Entries shown:
##########

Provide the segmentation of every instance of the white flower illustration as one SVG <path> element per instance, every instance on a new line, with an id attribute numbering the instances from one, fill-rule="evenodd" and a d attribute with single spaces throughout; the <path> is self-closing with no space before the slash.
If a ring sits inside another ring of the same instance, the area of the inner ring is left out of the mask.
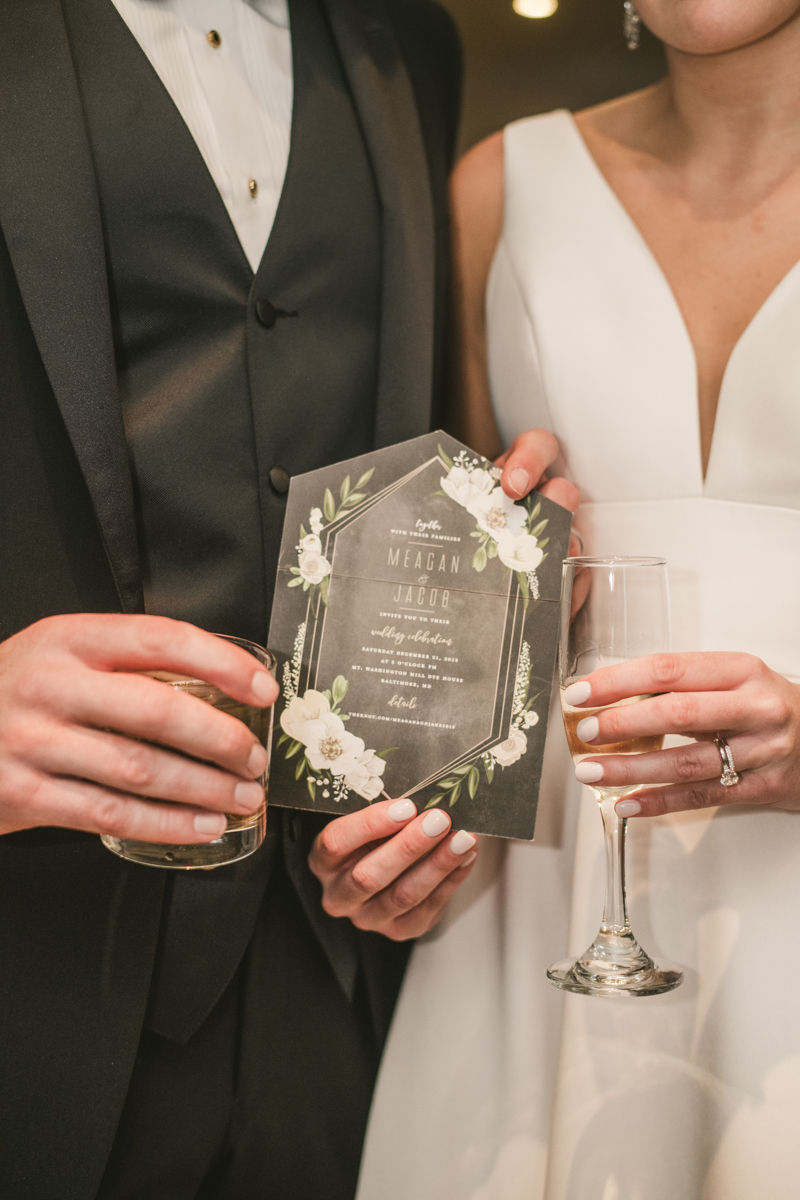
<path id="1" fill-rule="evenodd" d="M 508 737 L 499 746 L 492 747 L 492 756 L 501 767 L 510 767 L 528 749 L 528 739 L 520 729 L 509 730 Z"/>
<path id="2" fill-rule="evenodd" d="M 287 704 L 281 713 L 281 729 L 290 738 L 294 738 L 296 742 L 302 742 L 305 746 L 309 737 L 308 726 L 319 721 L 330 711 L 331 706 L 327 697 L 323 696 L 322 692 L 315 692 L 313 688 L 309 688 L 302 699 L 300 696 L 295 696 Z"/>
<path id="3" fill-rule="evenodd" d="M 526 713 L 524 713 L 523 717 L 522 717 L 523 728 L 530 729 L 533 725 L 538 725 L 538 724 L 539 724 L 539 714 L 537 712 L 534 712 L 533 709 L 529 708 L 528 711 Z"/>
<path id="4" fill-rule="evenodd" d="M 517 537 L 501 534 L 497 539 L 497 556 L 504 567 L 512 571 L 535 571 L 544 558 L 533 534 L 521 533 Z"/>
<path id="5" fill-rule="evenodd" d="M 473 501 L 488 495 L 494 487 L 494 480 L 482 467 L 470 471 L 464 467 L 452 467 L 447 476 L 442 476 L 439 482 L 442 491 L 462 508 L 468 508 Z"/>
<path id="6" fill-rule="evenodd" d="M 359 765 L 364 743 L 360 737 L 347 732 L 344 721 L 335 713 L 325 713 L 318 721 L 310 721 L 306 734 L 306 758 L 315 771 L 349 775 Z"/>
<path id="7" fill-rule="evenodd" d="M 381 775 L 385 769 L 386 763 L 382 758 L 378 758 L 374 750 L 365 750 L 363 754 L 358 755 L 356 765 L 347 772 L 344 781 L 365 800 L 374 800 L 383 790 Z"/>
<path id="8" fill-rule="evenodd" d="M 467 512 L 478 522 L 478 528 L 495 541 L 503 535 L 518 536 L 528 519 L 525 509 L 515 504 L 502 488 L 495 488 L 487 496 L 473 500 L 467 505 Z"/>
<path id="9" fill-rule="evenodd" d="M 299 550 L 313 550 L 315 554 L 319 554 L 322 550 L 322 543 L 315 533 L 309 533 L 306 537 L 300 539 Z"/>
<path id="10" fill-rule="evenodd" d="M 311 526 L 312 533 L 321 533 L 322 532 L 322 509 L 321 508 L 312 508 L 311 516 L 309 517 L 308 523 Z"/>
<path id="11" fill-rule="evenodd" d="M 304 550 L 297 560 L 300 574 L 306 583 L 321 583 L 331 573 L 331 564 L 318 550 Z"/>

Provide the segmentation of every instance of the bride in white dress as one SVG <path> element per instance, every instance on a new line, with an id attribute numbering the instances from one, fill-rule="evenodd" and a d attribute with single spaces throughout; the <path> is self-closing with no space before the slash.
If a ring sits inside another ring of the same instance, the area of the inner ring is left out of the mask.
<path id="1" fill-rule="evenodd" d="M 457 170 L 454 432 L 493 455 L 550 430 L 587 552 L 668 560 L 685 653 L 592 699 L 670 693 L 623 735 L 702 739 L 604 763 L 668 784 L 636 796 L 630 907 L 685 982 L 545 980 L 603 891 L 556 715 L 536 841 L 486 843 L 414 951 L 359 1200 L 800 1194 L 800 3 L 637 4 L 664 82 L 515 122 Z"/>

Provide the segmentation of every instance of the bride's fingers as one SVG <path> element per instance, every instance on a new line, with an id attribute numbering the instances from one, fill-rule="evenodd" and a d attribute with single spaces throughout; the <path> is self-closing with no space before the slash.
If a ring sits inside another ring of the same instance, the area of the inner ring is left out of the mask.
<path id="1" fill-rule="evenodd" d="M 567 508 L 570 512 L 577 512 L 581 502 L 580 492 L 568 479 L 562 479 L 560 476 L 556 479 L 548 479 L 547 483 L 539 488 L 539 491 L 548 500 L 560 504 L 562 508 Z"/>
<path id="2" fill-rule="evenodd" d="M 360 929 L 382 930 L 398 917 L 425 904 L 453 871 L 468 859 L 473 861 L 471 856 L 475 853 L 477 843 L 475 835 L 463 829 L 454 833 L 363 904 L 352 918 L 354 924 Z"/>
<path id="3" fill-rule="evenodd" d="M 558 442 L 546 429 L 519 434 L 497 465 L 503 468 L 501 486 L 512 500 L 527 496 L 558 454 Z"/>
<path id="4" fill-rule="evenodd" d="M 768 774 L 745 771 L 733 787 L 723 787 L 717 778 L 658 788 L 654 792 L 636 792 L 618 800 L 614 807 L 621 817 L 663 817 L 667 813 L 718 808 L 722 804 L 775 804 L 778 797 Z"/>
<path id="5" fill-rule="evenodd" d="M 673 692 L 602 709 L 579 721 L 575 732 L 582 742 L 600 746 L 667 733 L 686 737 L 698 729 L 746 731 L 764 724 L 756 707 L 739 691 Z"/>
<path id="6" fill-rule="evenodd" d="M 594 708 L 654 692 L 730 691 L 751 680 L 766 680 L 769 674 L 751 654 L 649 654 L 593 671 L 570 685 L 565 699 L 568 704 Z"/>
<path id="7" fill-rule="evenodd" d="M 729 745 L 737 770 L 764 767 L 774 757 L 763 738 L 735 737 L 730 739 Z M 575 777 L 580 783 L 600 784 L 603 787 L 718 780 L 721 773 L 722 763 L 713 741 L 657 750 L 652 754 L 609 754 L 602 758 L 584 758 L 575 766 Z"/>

##########

What you are asked to do: Except for the pictures, copy every line of the records above exactly.

Response below:
Provide the segmentation of every instance of the white flower illustration as one SVG <path> element per instance, every instance on a new line, with an id attribute numbering the instances from one, fill-rule="evenodd" and a d attribute with single spaces throughout; the <path> is self-closing with no space before the slash.
If a ring sits inside another ring of the same instance, the area of the inner ring is left out of the mask.
<path id="1" fill-rule="evenodd" d="M 508 737 L 499 746 L 492 747 L 492 756 L 501 767 L 510 767 L 528 749 L 528 739 L 520 729 L 509 730 Z"/>
<path id="2" fill-rule="evenodd" d="M 287 704 L 281 713 L 281 729 L 290 738 L 294 738 L 296 742 L 302 742 L 305 746 L 309 737 L 308 726 L 319 721 L 330 711 L 331 706 L 327 697 L 323 696 L 322 692 L 315 692 L 313 688 L 309 688 L 302 699 L 300 696 L 295 696 Z"/>
<path id="3" fill-rule="evenodd" d="M 526 713 L 524 713 L 523 717 L 522 717 L 523 728 L 530 729 L 533 725 L 538 725 L 538 724 L 539 724 L 539 714 L 537 712 L 534 712 L 533 709 L 529 708 L 528 711 Z"/>
<path id="4" fill-rule="evenodd" d="M 517 537 L 501 534 L 497 539 L 497 556 L 504 567 L 512 571 L 535 571 L 544 558 L 533 534 L 521 533 Z"/>
<path id="5" fill-rule="evenodd" d="M 473 501 L 488 495 L 494 487 L 494 480 L 482 467 L 470 471 L 464 467 L 452 467 L 447 476 L 442 476 L 439 482 L 442 491 L 462 508 L 468 508 Z"/>
<path id="6" fill-rule="evenodd" d="M 359 765 L 364 743 L 360 737 L 347 732 L 344 721 L 335 713 L 325 713 L 318 721 L 310 721 L 306 734 L 306 758 L 315 771 L 349 775 Z"/>
<path id="7" fill-rule="evenodd" d="M 381 775 L 385 769 L 386 763 L 382 758 L 378 758 L 374 750 L 365 750 L 363 754 L 358 755 L 356 765 L 347 772 L 344 781 L 365 800 L 374 800 L 383 790 Z"/>
<path id="8" fill-rule="evenodd" d="M 467 512 L 478 522 L 478 528 L 495 541 L 503 535 L 518 536 L 528 519 L 525 509 L 515 504 L 502 488 L 495 488 L 487 496 L 473 500 L 467 505 Z"/>
<path id="9" fill-rule="evenodd" d="M 299 550 L 313 550 L 315 554 L 319 554 L 322 550 L 322 543 L 315 533 L 309 533 L 306 537 L 300 539 Z"/>
<path id="10" fill-rule="evenodd" d="M 311 526 L 312 533 L 321 533 L 322 532 L 322 509 L 321 508 L 312 508 L 311 516 L 309 517 L 308 523 Z"/>
<path id="11" fill-rule="evenodd" d="M 304 550 L 297 560 L 300 574 L 306 583 L 321 583 L 331 573 L 331 564 L 318 550 Z"/>

Provide the segmentation of every instance of the bride in white dress as one SVG <path> element per instance, every instance on a new line, with an id attribute numbering the instances from one, fill-rule="evenodd" and a d attribute with single spaces throughout; the <path> is self-closing with no space before the slash.
If a ring sits inside another ring of the same instance, the area of the inner ring is left out of the mask.
<path id="1" fill-rule="evenodd" d="M 457 170 L 454 432 L 493 455 L 550 430 L 587 552 L 668 560 L 685 653 L 592 699 L 670 693 L 623 735 L 702 739 L 604 763 L 668 784 L 636 796 L 630 907 L 685 982 L 545 980 L 603 891 L 556 715 L 536 841 L 486 843 L 414 951 L 359 1200 L 800 1194 L 800 3 L 637 4 L 664 82 L 515 122 Z"/>

Provide the segmentation of every instance of the bride's fingers as one SVG <path> element per instance, every instance on a new line, with an id attribute numbering the instances from one, fill-rule="evenodd" and a d attribute with single spaces throughout; the <path> is self-closing with no space before the slash.
If a ring sits inside another ring of the same instance, the area of the inner ring is left out of the mask.
<path id="1" fill-rule="evenodd" d="M 567 508 L 570 512 L 577 512 L 581 502 L 580 492 L 568 479 L 562 479 L 560 476 L 556 479 L 548 479 L 547 483 L 539 488 L 539 491 L 548 500 L 560 504 L 562 508 Z"/>
<path id="2" fill-rule="evenodd" d="M 360 929 L 382 930 L 398 917 L 425 904 L 453 871 L 468 859 L 473 861 L 471 856 L 475 853 L 477 843 L 475 835 L 463 829 L 454 833 L 363 904 L 352 918 L 354 924 Z"/>
<path id="3" fill-rule="evenodd" d="M 558 442 L 546 429 L 519 434 L 497 465 L 503 468 L 501 486 L 512 500 L 527 496 L 558 454 Z"/>
<path id="4" fill-rule="evenodd" d="M 768 774 L 745 771 L 733 787 L 723 787 L 717 778 L 658 788 L 654 792 L 636 792 L 618 800 L 614 807 L 621 817 L 663 817 L 667 813 L 718 808 L 722 804 L 775 804 L 778 797 Z"/>
<path id="5" fill-rule="evenodd" d="M 673 692 L 602 709 L 579 721 L 575 732 L 582 742 L 600 746 L 667 733 L 686 737 L 698 729 L 746 731 L 764 724 L 756 707 L 739 691 Z"/>
<path id="6" fill-rule="evenodd" d="M 594 708 L 654 692 L 730 691 L 751 680 L 766 680 L 769 674 L 751 654 L 649 654 L 593 671 L 570 685 L 565 699 L 568 704 Z"/>
<path id="7" fill-rule="evenodd" d="M 729 745 L 737 770 L 764 767 L 774 757 L 763 738 L 735 737 L 730 739 Z M 575 777 L 580 783 L 600 784 L 603 787 L 718 780 L 721 773 L 722 763 L 713 741 L 657 750 L 652 754 L 609 754 L 602 758 L 584 758 L 575 766 Z"/>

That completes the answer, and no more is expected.